- [Required task 1] Can you gather every line of the entries below that contains the word "steel"?

- [Text provided]
☆ ☆ ☆ ☆ ☆ ☆ ☆
I think SHA-2 should be "minor weakness discovered" (if not outright "unbroken"), not "weakened".
At the onset of the SHA-3 competition, everyone was nervous about SHA-2: it appeared as though a good attack was inevitable, what with the cryptanalytic attacks on SHA-1.
But as the competition went on, things got calmer. The attacks against SHA-2 that were so expected simply weren't coming[1]. And so now the status quo is that SHA-2 seems pretty darn safe, and the real focus of the SHA-3 competition shifted towards not necessarily having a direct replacement for SHA-2, in the sense of performance, but instead having a design that was sufficiently different to not allow SHA-2 attacks to apply to it. And Keccak is just that: quite different.
Anyway, my point is that SHA-2 is mislabeled. Honestly, I think cryptographers recommend it the most out of any of the hash functions currently; SHA-3's software performance is rather... lacking.
[1] Some may argue that this is because cryptographers were focused on the SHA-3 candidates, but I'm not so sure
The attacks are on reduced-round versions of SHA-256 and SHA-512. Those do not describe any attacks faster than (dumb) brute force against SHA-256 or SHA-512.
☆ ☆ ☆ ☆ ☆ ☆ ☆
- [Provided entries]
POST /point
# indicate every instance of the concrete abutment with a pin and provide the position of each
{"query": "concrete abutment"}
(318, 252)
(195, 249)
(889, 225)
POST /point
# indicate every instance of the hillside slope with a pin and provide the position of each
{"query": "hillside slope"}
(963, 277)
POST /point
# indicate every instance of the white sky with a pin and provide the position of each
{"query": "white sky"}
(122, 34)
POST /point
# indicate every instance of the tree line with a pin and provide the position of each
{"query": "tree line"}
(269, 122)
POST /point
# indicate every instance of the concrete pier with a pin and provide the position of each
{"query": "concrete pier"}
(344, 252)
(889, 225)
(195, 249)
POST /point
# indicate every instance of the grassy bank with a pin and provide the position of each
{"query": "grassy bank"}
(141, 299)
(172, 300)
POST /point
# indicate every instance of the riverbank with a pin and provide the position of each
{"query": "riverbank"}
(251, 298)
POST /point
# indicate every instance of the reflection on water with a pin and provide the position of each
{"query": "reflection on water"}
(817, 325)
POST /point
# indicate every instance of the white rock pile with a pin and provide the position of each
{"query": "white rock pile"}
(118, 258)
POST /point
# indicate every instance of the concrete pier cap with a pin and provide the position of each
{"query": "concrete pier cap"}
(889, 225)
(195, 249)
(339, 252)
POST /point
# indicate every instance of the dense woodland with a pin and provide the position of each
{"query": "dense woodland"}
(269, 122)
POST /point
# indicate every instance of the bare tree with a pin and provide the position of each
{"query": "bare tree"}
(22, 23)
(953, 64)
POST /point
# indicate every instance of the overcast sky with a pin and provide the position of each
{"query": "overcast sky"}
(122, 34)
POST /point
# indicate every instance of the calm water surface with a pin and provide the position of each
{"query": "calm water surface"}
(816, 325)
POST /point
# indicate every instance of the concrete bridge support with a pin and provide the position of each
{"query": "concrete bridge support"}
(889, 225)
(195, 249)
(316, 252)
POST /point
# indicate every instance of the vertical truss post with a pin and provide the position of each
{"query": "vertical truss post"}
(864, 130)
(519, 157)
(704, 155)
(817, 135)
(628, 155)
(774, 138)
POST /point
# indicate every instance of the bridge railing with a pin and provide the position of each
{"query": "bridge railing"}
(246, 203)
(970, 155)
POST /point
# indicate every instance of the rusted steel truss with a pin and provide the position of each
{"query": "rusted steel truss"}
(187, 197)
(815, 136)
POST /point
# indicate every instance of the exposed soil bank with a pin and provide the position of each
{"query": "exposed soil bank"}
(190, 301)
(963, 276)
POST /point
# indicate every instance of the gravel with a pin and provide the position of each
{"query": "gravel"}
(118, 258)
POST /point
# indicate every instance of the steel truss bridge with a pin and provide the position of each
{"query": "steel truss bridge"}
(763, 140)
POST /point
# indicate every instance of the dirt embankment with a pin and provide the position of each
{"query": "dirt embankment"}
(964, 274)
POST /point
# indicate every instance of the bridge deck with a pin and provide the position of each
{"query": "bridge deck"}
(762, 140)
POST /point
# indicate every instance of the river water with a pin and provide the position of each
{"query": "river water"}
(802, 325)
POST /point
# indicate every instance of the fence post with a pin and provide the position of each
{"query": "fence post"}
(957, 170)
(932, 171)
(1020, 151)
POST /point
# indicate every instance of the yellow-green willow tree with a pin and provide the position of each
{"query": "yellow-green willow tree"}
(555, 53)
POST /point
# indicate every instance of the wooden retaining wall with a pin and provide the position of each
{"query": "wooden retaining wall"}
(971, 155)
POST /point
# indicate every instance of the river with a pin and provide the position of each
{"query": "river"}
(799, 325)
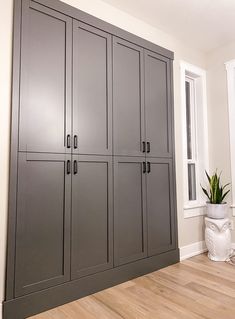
☆ ☆ ☆ ☆ ☆ ☆ ☆
- [Required task 2] Could you reproduce the SHA-2 post above from "I think SHA-2" up to and including "attacks on SHA-1."?

- [Correct answer 1]
# indicate every instance of the rusted steel truss with a pin and provide the position of each
{"query": "rusted steel truss"}
# indicate every instance of the steel truss bridge with a pin and provide the position of each
{"query": "steel truss bridge"}

- [Correct answer 2]
I think SHA-2 should be "minor weakness discovered" (if not outright "unbroken"), not "weakened".
At the onset of the SHA-3 competition, everyone was nervous about SHA-2: it appeared as though a good attack was inevitable, what with the cryptanalytic attacks on SHA-1.